[Data listing]

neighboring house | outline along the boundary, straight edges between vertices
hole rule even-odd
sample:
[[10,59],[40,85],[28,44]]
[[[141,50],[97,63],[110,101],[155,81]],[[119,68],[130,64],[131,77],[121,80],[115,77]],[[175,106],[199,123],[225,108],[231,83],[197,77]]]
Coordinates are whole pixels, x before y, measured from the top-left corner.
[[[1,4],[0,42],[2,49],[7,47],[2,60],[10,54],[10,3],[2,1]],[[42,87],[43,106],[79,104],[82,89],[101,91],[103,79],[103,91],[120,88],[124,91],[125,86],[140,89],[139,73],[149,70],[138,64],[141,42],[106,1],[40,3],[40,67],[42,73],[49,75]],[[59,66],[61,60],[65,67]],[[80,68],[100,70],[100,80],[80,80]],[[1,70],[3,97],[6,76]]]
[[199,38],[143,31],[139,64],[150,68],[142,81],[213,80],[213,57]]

REQUEST -> Report every line in the data listing above that contains the word "between".

SOLUTION ->
neighboring house | outline along the boundary, straight edges between vertices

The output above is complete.